Data records:
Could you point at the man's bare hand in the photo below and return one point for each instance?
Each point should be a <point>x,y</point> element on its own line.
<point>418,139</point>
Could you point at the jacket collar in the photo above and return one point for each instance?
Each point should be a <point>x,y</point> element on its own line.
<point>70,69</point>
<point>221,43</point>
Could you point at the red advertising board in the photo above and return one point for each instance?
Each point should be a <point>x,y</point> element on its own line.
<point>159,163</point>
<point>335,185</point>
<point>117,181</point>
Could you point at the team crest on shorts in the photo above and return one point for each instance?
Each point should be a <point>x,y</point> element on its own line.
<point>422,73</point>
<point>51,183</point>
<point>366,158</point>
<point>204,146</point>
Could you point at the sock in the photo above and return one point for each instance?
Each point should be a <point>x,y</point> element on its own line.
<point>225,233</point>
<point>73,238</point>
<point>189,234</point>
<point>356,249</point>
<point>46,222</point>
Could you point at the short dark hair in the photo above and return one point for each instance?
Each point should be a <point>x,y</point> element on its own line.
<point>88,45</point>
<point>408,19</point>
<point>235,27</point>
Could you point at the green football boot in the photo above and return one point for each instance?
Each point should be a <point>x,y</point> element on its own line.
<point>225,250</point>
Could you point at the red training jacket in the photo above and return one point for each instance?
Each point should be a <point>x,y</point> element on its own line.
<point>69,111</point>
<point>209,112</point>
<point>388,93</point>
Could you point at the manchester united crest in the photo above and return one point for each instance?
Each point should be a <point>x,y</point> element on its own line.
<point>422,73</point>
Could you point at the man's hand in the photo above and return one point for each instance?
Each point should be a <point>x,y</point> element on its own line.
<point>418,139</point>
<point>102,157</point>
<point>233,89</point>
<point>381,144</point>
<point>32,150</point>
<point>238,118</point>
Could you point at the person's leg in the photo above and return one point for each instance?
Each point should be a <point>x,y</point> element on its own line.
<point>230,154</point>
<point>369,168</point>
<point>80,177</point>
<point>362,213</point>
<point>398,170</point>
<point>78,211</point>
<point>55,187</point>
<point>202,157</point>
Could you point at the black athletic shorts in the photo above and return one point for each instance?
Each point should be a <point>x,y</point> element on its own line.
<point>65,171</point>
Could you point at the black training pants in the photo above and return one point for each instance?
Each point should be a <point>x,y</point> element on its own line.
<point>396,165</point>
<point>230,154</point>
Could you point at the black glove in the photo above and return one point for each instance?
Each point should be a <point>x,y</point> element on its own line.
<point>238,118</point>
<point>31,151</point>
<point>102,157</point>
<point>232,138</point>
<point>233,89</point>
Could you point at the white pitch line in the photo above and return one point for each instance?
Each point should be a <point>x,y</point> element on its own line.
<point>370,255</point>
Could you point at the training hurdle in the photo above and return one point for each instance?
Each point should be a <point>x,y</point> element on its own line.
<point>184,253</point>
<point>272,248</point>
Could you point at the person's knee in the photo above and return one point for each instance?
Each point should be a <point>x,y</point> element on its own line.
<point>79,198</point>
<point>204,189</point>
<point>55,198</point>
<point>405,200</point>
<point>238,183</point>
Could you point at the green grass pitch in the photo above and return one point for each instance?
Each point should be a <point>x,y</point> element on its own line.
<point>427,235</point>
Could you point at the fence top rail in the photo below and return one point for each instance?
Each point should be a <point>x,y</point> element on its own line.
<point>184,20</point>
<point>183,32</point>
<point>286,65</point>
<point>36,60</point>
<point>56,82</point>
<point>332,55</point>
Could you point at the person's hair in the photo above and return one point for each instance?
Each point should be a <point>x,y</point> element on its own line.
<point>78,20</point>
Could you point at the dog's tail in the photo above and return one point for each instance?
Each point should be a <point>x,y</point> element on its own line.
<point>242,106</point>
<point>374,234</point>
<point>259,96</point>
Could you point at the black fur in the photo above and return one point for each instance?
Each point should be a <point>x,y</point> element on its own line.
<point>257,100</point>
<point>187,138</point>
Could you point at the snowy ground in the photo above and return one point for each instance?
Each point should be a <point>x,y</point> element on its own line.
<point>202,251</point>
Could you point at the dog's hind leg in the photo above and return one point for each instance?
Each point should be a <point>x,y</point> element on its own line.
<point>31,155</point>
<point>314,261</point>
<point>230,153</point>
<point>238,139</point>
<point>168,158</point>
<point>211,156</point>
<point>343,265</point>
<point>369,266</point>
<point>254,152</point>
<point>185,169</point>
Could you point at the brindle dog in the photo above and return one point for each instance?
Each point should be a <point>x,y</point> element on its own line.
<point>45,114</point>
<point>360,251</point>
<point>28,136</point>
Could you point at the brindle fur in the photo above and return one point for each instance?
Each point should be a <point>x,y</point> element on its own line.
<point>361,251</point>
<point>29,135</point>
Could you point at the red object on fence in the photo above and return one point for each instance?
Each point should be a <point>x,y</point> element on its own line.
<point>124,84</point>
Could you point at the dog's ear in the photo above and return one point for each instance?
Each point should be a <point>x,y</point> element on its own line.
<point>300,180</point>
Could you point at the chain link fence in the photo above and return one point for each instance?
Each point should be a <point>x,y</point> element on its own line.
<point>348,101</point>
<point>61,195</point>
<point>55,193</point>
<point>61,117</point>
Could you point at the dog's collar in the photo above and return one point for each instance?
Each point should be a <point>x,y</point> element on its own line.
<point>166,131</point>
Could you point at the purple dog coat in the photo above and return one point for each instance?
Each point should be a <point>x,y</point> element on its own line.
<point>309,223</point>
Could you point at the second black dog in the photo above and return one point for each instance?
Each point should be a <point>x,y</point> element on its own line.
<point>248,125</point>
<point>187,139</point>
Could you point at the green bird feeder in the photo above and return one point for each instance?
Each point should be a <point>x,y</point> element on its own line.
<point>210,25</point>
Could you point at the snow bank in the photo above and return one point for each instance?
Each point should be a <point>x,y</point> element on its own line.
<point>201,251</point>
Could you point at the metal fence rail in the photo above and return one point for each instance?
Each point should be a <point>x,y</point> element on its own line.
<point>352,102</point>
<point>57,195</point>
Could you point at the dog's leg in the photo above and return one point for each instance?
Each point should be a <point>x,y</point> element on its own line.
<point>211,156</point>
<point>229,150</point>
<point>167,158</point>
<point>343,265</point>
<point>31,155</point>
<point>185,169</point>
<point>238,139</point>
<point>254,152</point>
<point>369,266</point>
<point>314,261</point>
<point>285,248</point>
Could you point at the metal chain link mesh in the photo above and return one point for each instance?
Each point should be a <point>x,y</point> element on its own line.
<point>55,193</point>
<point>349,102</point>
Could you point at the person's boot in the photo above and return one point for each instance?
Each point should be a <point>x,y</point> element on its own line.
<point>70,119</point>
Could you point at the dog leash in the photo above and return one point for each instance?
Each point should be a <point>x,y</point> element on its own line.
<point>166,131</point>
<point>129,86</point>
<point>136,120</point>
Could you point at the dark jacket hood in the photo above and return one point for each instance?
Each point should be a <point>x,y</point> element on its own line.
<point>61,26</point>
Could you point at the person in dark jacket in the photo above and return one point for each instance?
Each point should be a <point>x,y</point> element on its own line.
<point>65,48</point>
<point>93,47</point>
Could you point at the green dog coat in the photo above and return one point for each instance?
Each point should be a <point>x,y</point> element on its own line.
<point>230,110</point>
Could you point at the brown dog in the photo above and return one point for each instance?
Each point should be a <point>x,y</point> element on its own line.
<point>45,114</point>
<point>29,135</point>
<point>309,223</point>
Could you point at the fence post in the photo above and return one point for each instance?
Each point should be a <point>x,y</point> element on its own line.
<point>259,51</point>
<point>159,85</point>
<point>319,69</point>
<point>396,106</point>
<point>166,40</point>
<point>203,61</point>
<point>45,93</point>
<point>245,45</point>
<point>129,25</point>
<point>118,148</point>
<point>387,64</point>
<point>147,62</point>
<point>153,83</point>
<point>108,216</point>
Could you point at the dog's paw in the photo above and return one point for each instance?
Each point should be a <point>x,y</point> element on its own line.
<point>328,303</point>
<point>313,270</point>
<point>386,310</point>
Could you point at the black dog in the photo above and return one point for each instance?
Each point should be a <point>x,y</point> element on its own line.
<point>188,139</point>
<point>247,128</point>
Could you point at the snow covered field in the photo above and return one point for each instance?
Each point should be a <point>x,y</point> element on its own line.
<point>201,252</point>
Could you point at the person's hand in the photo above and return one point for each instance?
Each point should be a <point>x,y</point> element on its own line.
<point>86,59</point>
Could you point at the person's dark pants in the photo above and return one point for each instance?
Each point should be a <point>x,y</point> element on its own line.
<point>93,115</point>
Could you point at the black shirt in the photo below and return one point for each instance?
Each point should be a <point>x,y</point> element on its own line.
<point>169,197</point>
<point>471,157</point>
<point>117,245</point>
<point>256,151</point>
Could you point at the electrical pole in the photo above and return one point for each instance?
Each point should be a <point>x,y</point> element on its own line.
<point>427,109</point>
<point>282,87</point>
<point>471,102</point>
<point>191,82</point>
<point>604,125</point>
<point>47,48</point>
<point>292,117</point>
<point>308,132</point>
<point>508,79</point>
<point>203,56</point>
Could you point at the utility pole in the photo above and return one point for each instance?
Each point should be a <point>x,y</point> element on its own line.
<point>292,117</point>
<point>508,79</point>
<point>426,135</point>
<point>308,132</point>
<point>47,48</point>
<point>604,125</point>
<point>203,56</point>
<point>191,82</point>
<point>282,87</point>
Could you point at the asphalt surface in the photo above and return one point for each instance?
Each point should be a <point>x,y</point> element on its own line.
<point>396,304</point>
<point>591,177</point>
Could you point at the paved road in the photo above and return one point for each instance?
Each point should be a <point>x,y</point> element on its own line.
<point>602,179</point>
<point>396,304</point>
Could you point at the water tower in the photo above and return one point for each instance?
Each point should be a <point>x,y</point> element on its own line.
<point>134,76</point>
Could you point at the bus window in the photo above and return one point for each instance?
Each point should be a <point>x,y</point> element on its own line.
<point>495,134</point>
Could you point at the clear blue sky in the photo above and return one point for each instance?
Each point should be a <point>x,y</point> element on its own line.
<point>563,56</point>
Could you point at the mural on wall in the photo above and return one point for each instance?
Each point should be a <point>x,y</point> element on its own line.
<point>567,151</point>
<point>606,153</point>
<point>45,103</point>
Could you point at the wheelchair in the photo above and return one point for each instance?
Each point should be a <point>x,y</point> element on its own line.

Your assignment:
Your answer should be a number alone, please: the count of lines in the listing where the word "pitch" appears.

Task response:
2